[start Supplied information]

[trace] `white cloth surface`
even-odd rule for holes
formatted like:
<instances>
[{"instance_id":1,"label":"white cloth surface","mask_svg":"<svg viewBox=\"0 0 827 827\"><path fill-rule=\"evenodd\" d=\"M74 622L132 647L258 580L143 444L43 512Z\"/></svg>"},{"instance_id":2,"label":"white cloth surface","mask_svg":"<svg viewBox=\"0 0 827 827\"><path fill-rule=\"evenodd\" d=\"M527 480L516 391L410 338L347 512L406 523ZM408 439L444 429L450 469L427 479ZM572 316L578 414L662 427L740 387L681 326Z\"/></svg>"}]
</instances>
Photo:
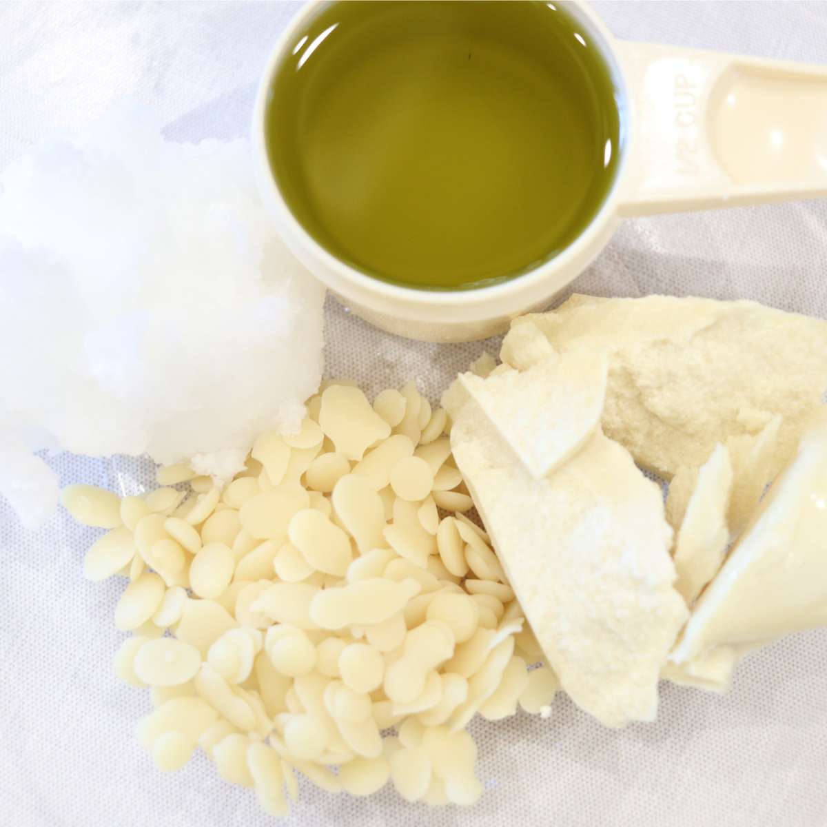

[end Supplied information]

**Problem to work on:** How many lines of the records above contain the string "rule", counting case? Give only the number.

**Answer to the problem:** 2